• [Records supplied]:

§ §

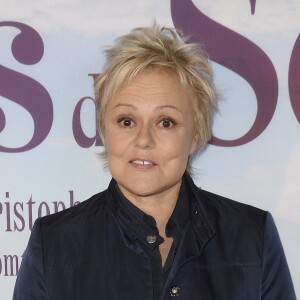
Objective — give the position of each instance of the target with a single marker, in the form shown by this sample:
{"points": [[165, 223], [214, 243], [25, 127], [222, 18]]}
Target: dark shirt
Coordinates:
{"points": [[102, 250], [145, 225]]}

§ §

• [Task requirements]:
Can you write out the listing above again with "navy shirt" substituted for "dark shirt", keeping everything else the same and leaving out the pictures?

• [Solution below]:
Objective — give the position of each instance of the target with a single marker, in the form shown by this sample:
{"points": [[165, 223], [214, 243], [25, 127], [222, 18]]}
Target: navy shirt
Coordinates:
{"points": [[102, 250], [145, 225]]}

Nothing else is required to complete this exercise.